Task to carry out >>
Search the data below for "floor"; list each line that holds it.

Information supplied >>

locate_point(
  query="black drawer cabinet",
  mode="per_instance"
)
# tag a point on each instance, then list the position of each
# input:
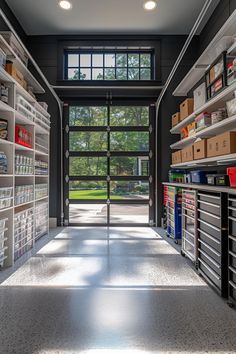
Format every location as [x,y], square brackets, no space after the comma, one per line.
[232,248]
[213,240]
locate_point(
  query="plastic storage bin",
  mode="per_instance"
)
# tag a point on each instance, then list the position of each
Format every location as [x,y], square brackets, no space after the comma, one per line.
[231,172]
[199,177]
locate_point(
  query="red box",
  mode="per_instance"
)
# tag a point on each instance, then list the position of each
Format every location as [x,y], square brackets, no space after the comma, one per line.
[231,172]
[23,136]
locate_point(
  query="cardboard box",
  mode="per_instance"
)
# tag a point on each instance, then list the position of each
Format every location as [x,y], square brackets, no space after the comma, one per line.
[186,108]
[200,149]
[187,154]
[184,132]
[223,144]
[199,96]
[191,129]
[175,119]
[176,157]
[15,73]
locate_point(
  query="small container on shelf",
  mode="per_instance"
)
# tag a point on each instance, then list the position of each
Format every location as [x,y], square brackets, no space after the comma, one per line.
[23,136]
[231,172]
[3,129]
[203,121]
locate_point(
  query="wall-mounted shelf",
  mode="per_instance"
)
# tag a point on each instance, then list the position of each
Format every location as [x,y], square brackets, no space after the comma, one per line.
[37,88]
[210,53]
[210,106]
[211,161]
[218,128]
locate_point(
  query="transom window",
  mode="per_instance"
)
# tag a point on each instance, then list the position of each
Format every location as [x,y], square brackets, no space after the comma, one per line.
[116,65]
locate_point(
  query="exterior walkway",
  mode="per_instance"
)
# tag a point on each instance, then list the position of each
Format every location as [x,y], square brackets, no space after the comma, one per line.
[109,291]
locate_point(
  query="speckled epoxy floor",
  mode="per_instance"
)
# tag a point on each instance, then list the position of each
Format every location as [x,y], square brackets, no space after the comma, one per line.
[100,291]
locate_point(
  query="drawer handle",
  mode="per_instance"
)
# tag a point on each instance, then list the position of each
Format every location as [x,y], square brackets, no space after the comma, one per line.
[210,248]
[209,214]
[209,259]
[232,254]
[233,238]
[231,208]
[192,244]
[209,269]
[232,269]
[206,223]
[210,204]
[189,233]
[209,196]
[209,236]
[232,284]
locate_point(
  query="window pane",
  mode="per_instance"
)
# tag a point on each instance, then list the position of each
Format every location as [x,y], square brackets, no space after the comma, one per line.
[122,190]
[121,74]
[137,214]
[145,60]
[85,74]
[133,74]
[88,166]
[88,213]
[110,74]
[145,74]
[85,190]
[129,116]
[97,60]
[73,60]
[109,60]
[133,60]
[97,74]
[85,60]
[129,166]
[121,60]
[88,141]
[73,74]
[130,141]
[87,116]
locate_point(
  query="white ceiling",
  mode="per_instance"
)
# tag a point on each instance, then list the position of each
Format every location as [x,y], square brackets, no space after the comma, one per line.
[43,17]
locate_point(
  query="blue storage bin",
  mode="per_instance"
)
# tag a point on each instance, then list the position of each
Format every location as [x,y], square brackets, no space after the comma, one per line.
[199,177]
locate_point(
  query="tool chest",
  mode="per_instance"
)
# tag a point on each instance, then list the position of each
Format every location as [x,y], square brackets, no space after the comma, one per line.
[212,239]
[189,224]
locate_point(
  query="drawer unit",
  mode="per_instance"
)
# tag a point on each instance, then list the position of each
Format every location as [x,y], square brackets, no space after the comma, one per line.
[212,239]
[189,224]
[232,248]
[174,222]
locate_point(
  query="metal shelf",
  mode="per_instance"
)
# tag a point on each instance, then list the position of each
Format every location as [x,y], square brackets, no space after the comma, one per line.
[220,127]
[207,57]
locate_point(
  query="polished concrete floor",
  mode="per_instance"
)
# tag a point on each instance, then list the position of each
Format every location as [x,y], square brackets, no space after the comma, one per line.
[117,290]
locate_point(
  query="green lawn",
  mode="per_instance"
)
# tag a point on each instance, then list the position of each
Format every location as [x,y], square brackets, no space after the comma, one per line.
[91,194]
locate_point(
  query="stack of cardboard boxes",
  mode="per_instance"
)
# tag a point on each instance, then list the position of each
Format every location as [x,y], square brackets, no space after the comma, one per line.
[223,144]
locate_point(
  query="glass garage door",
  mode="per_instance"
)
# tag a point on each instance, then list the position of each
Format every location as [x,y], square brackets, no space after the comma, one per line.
[109,165]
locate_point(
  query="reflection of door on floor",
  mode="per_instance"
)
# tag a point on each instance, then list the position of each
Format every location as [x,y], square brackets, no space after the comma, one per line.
[109,165]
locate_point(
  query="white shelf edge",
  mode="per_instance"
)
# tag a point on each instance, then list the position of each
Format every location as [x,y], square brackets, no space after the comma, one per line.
[206,162]
[228,90]
[181,89]
[207,132]
[22,68]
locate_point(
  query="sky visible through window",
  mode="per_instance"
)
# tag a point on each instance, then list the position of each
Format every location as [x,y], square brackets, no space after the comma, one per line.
[109,66]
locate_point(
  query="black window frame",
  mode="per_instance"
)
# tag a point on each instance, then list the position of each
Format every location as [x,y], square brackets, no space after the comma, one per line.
[114,52]
[109,43]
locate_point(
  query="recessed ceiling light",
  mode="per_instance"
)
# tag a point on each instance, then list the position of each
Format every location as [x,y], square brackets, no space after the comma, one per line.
[65,5]
[150,5]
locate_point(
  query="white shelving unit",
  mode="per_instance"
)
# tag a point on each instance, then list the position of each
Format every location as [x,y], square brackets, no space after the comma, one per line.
[224,40]
[208,56]
[17,241]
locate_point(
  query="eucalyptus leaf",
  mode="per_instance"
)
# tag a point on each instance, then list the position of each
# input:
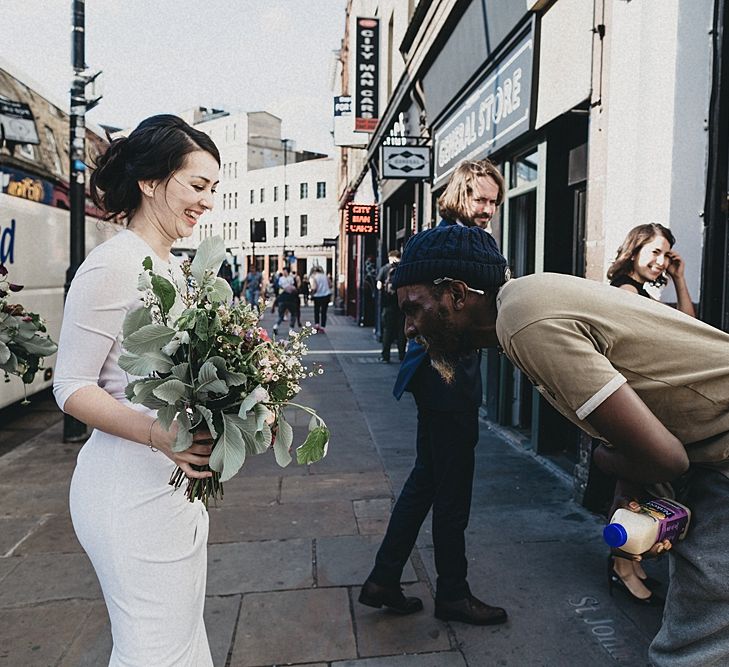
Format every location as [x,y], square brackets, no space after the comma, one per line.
[4,353]
[150,338]
[282,444]
[229,452]
[166,416]
[262,414]
[258,395]
[209,256]
[208,416]
[171,391]
[263,438]
[314,448]
[181,372]
[184,437]
[144,282]
[219,291]
[165,292]
[209,381]
[146,364]
[135,320]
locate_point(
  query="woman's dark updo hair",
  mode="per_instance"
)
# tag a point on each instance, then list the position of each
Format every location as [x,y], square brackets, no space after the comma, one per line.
[152,152]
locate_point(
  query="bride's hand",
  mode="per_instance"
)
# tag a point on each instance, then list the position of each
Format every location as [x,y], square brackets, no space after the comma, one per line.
[197,454]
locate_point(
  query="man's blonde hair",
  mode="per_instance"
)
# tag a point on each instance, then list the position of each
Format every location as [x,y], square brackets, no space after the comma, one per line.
[452,204]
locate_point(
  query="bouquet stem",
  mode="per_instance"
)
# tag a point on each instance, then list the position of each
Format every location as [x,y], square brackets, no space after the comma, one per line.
[199,489]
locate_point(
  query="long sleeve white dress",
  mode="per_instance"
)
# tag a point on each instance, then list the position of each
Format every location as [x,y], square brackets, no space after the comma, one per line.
[147,544]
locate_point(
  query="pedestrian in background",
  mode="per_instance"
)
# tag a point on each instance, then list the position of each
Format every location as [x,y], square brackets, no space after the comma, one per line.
[645,256]
[321,291]
[148,546]
[287,299]
[650,380]
[253,281]
[391,319]
[442,477]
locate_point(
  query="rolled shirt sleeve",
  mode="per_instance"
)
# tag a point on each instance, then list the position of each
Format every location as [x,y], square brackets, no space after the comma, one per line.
[565,360]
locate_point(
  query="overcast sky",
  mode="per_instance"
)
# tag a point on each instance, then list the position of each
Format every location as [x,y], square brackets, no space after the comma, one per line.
[169,55]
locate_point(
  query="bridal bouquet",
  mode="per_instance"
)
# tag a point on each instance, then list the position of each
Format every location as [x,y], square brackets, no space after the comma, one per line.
[22,343]
[210,364]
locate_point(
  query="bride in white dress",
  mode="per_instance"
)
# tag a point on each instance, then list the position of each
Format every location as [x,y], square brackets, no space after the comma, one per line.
[147,544]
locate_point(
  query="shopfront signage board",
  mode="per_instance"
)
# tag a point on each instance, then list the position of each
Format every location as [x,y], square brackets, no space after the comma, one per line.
[367,71]
[362,219]
[496,112]
[406,162]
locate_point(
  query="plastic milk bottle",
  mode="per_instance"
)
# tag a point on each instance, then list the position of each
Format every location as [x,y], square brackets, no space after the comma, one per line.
[658,519]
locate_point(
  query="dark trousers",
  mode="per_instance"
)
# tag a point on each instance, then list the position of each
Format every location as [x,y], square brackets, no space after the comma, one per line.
[321,304]
[393,329]
[442,478]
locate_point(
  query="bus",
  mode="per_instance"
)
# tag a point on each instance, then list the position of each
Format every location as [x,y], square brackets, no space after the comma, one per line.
[34,210]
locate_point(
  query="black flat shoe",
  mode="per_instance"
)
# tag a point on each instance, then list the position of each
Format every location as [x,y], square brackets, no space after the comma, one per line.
[470,610]
[614,580]
[648,582]
[374,595]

Response below >>
  query="speckled epoxy floor",
  query="polished concrete floor",
  query="reflection of door on floor",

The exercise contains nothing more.